Goal: Rescale everything from the start of the material down to the line containing "[(70, 303), (222, 310), (288, 318)]", ending with that line. Write those lines out again, including the requests, with every coordinate in the answers multiplied by 0.6 and rounded to a whole number (halves round up), and leave the pictures out.
◇ ◇ ◇
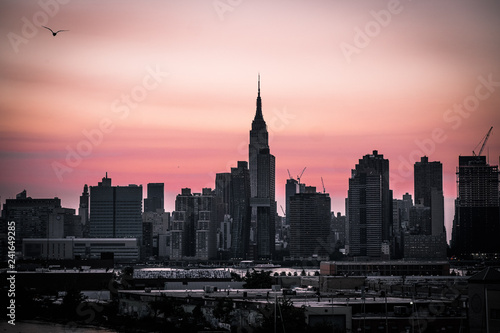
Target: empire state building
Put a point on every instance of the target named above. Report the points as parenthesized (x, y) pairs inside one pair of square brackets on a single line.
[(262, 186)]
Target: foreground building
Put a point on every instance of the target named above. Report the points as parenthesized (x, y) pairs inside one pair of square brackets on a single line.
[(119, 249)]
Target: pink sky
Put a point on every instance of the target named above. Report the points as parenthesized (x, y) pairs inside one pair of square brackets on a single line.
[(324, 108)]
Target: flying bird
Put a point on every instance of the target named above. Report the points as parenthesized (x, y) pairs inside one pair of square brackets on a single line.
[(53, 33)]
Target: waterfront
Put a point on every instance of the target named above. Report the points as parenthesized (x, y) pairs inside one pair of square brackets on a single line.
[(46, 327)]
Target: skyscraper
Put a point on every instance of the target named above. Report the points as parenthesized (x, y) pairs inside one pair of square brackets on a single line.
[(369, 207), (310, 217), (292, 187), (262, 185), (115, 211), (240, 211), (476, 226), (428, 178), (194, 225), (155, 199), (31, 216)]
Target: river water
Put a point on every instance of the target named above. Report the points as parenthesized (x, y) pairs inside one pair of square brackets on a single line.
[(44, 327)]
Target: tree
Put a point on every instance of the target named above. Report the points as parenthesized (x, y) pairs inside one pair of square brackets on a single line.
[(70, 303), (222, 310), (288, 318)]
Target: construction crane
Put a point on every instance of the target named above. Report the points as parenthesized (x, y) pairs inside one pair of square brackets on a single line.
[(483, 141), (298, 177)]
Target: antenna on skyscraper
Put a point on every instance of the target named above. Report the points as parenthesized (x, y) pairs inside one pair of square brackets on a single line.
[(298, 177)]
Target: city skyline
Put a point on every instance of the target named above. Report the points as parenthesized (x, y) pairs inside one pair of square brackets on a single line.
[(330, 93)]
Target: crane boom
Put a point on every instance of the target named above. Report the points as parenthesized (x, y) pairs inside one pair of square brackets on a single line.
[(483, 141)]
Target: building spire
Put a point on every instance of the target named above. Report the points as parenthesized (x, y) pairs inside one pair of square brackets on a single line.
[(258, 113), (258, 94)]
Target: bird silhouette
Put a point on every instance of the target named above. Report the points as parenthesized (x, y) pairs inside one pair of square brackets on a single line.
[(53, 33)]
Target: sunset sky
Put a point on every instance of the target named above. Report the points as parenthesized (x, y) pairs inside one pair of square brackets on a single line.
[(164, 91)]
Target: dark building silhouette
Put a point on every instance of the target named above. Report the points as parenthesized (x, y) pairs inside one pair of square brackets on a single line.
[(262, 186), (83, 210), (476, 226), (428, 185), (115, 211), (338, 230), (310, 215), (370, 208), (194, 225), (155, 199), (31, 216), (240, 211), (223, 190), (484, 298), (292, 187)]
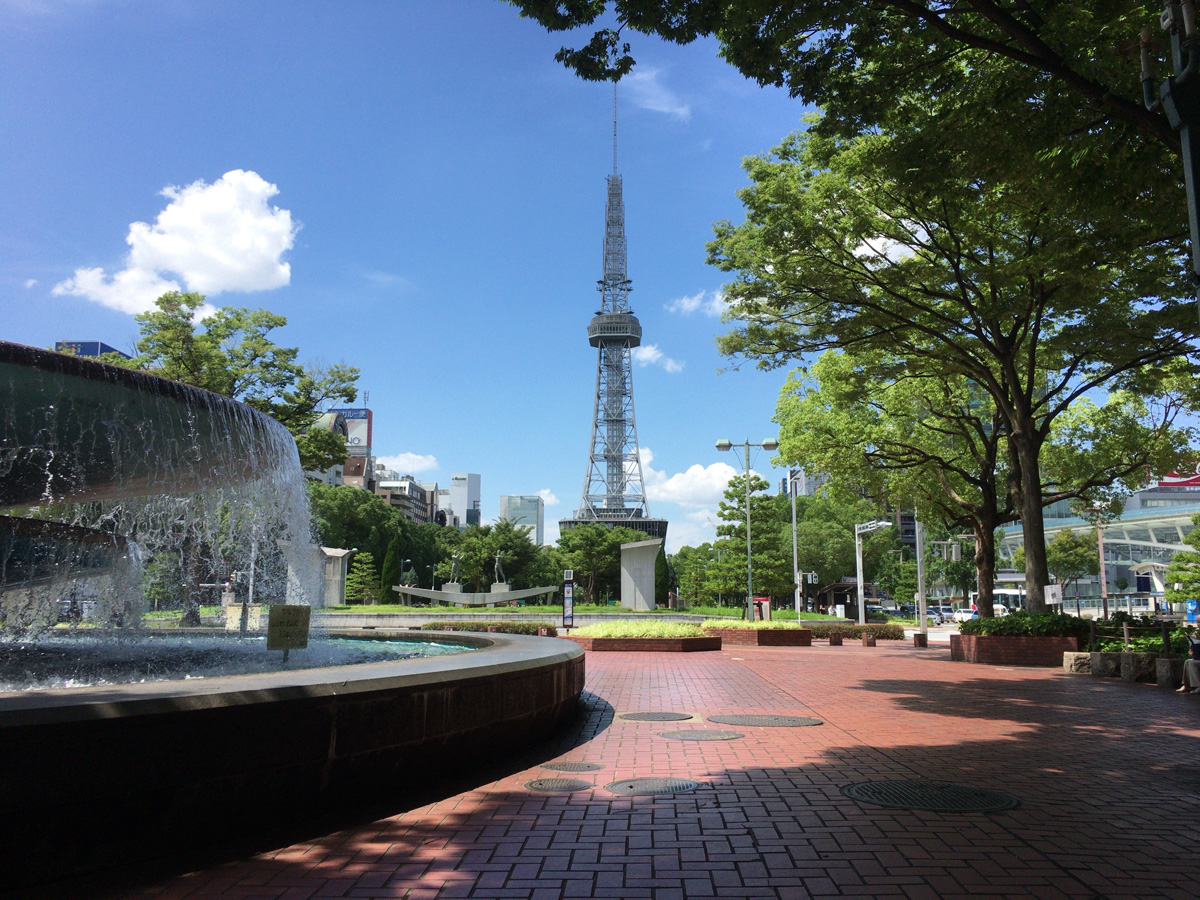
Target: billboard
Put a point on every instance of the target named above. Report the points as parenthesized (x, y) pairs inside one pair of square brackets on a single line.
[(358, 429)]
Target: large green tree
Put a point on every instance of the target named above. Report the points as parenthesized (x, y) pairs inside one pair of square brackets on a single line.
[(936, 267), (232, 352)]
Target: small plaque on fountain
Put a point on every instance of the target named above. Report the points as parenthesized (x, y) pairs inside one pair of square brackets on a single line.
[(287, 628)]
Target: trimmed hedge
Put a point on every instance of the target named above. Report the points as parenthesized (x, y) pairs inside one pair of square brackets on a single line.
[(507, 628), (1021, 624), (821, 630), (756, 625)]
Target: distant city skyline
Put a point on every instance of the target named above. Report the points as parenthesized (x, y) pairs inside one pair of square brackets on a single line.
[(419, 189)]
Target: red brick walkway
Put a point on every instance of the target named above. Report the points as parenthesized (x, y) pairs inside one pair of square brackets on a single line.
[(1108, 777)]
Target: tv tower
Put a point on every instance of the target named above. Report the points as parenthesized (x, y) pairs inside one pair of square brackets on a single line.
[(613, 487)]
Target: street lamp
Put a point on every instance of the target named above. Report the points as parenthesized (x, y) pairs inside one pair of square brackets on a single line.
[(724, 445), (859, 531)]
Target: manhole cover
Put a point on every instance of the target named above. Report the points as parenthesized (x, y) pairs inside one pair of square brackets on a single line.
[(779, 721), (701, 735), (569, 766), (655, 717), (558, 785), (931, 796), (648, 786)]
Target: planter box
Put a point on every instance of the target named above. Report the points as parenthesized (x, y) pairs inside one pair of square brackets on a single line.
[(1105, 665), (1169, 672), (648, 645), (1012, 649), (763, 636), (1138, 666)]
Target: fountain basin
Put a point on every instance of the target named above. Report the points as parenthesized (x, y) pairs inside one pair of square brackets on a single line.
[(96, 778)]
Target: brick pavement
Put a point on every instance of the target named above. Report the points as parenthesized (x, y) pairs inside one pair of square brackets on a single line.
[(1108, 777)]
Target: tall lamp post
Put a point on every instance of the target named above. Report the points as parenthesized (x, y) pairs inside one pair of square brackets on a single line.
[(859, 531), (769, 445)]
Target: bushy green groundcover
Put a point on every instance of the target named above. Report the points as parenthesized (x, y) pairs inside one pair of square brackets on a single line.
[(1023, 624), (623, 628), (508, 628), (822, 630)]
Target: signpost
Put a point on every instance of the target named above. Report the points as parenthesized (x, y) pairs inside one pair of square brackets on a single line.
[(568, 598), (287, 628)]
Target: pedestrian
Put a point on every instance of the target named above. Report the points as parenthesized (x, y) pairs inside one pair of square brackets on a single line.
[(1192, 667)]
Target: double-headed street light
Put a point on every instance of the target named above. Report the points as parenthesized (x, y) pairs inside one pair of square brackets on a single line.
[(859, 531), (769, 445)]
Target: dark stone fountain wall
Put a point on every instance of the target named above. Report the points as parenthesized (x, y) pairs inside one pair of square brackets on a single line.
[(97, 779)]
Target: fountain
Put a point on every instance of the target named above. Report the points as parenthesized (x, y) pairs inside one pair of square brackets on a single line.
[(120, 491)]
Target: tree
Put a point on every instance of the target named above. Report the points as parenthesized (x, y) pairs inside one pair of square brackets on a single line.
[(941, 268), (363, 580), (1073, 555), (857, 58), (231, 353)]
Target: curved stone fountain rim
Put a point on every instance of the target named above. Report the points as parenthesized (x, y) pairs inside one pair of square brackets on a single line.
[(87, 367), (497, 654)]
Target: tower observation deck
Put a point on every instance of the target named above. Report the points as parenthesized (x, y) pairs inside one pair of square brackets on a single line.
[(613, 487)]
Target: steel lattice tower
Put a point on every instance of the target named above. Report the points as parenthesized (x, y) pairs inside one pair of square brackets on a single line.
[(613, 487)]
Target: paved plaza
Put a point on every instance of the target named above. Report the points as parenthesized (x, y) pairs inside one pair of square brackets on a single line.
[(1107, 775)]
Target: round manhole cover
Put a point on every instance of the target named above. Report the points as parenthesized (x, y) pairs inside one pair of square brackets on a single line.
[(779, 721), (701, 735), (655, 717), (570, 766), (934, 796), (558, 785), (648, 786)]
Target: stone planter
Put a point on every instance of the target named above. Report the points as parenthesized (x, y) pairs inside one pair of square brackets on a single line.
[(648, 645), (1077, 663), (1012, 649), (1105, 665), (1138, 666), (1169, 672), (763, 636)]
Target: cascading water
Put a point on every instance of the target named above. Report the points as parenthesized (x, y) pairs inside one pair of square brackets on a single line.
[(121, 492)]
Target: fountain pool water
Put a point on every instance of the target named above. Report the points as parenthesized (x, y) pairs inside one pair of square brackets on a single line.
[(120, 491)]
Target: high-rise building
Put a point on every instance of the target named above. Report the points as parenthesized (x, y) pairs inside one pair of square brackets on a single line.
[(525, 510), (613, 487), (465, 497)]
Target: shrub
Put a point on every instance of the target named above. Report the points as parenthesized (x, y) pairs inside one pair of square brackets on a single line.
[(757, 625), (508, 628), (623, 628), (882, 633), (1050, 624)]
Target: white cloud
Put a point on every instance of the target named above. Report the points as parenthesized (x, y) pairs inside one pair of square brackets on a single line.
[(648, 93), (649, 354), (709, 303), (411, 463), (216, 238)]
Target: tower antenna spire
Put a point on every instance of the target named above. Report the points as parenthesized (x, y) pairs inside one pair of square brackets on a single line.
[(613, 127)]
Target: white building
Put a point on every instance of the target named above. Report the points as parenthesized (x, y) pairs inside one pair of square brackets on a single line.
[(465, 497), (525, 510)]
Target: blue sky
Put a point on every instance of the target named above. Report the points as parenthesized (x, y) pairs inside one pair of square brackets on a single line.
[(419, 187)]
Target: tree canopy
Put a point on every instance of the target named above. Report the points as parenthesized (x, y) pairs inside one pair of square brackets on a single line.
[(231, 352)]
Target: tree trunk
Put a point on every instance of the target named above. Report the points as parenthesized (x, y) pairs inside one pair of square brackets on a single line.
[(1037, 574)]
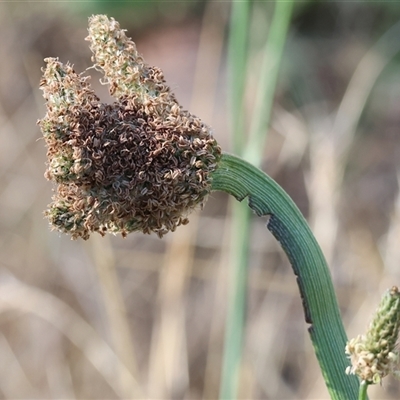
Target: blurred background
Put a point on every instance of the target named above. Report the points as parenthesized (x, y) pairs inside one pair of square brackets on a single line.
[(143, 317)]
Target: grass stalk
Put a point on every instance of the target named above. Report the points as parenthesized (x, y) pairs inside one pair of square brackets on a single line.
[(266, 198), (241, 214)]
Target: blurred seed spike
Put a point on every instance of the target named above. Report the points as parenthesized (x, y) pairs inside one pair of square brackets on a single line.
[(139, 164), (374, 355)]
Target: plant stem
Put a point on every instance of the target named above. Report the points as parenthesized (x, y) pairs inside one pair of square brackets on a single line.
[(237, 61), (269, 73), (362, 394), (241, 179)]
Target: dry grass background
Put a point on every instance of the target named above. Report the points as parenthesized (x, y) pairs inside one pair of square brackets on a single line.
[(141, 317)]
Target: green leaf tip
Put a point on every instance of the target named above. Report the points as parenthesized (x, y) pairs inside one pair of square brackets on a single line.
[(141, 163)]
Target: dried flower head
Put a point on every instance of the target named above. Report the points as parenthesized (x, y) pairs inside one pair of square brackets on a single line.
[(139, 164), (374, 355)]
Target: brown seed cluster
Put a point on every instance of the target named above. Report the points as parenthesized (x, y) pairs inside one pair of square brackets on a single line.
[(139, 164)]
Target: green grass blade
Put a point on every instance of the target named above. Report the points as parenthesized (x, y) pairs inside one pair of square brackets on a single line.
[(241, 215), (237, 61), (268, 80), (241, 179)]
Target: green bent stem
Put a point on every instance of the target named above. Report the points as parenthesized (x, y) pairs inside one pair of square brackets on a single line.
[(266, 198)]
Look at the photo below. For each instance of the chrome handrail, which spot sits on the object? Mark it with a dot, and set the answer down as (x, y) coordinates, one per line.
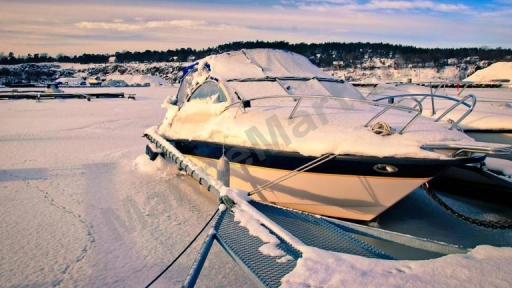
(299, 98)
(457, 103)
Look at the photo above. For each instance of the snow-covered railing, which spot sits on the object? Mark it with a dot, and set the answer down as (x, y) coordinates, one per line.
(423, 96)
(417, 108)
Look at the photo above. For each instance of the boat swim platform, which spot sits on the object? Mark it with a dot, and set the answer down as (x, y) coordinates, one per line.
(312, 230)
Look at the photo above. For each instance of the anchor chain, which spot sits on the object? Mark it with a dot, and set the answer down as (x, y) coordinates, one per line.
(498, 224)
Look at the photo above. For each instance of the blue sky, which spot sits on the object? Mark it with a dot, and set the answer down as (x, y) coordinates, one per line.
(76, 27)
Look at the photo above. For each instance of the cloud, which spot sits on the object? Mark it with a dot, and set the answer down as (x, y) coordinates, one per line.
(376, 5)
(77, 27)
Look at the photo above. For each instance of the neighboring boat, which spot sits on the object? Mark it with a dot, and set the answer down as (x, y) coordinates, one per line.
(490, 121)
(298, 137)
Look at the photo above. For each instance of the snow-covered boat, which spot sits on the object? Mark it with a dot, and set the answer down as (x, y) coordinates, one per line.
◇ ◇ ◇
Solution below:
Target: empire state building
Put a point on every instance of the target named above. Report the points as parenthesized (x, y) pairs inside one pair of square brackets on a single line.
[(157, 112)]
Target: foreground building
Put a point on every instance of the target named above. Report the points as parenthesized (x, y) pairs inside one pair of square brackets on a single line.
[(71, 149)]
Target: pink sky
Put a point on every instance of the target named above. Report the points as parenthesized (x, y) pairs inside one pair of square brackets on a single line.
[(194, 65)]
Target: flying bird
Put a point on every instance of the target named above. Report the points as parenthesized (x, y) pairs inside one pair of square brackets on a single line.
[(32, 20)]
Target: waterfront
Put a point on every instance of the target named above. Report the points as parenthesized (x, y) pairs inside one pair of square brackets on a single line.
[(28, 196)]
Target: skyscraper
Put a point on every instance of the target named above. Report the points as parenthesized (x, y) pairs inside one pair of square brackets on a single line.
[(221, 124), (186, 130), (175, 112), (157, 111), (69, 127), (144, 127), (286, 136), (257, 107), (116, 135), (93, 119), (19, 130)]
Target: river water
Put a point on every instance of the target named above. Report the points as parenthesized (x, y) pairs inside one pair of square brackets on a single line.
[(26, 196)]
Target: tree
Put a point on every instance of the target named above. Report the points as parenthesized (x, y) pairs inside one pair of square brackets on a single line.
[(42, 182), (133, 186), (173, 191)]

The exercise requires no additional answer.